> [EXERCISE DETAILS]: Please pick up the Day 73 piece on White Supremacy and race hatred below and carry it on from its last sentence.

Day 73: White Supremacy and Race Hatred

Now, suddenly this week, it’s okay to talk about White Supremacy and Race Hatred as part of the presidential campaign.  America has been waiting for this moment since at least 1948, when Strom Thurmond led the Dixiecrats out of the Democratic National Convention to seek the presidency on an explicitly segregationist platform — which is what they called White Supremacy in the mid-20th century.

It might be called the Alt-Right now, but it’s the same viewpoint as then: white people are better than anyone.  Finally, Americans can talk about it as part of our presidential campaign, because one candidate (Hillary Clinton) finally had the courage to speak out about her opponent’s bigotry, race-baiting, and explicit, welcomed support among White Supremacists.  No candidate — not Richard Nixon in 1968, not George McGovern in 1972, not Jimmy Carter in 1980 — none has spoken as openly as Hillary Clinton has this week about an opponent’s campaign’s foundation in the race hatred that is America’s original sin.

> [MATERIAL SUPPLIED]:
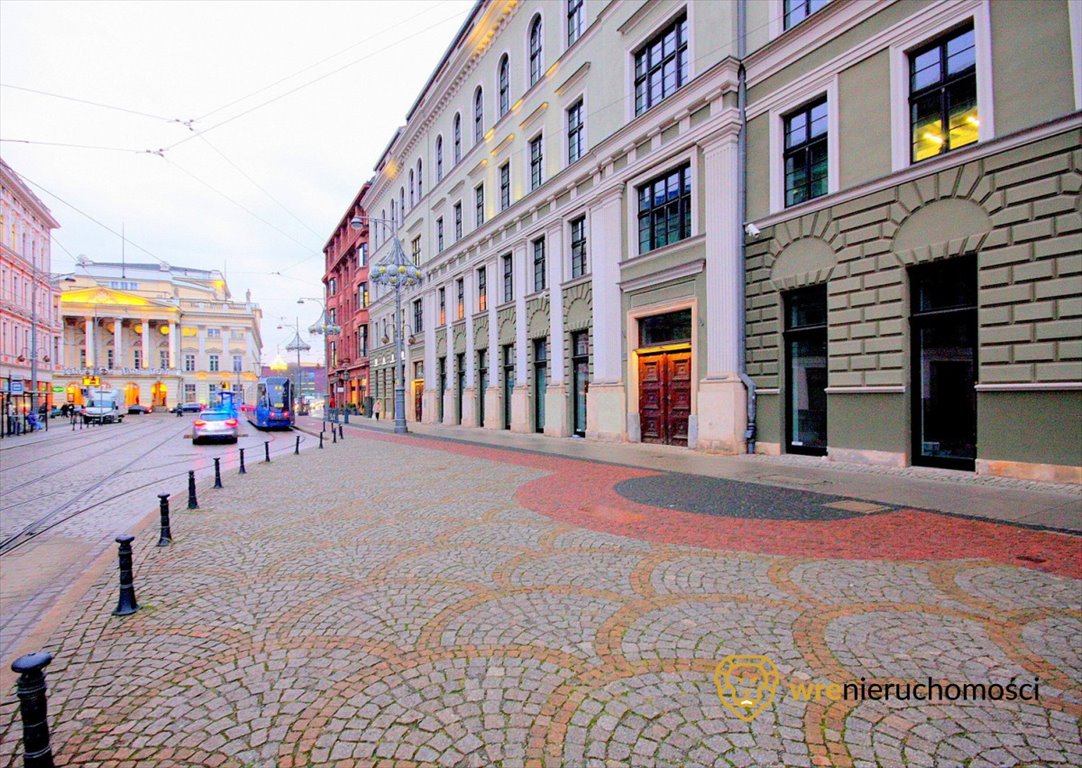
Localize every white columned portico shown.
[140,317,156,368]
[462,269,480,426]
[511,241,532,433]
[586,186,632,440]
[695,120,747,453]
[483,259,503,429]
[421,290,440,424]
[544,221,571,437]
[83,317,97,368]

> [REPLY TO THE EXERCISE]:
Now, we can all talk about it.

We can speak openly, finally, about the Southern strategy, the Second Jim Crow Wave of voter suppression, the White Pride at the core of the Grand Old Party of the 21st century — and whether Black Lives Matter in America.  It’s okay for everyone to talk about it, because a candidate put the topic on the table for the very first time in 2016.

So — let’s all talk about it.

Let’s talk about White Supremacy.  Let’s talk about race hatred.  Let’s all discuss Racism in its many and varied institutional, societal, ingrained forms in American society.   Hillary Clinton, for the first time among presidential candidates, has given the American people permission to talk about it during a presidential campaign.

Let’s start.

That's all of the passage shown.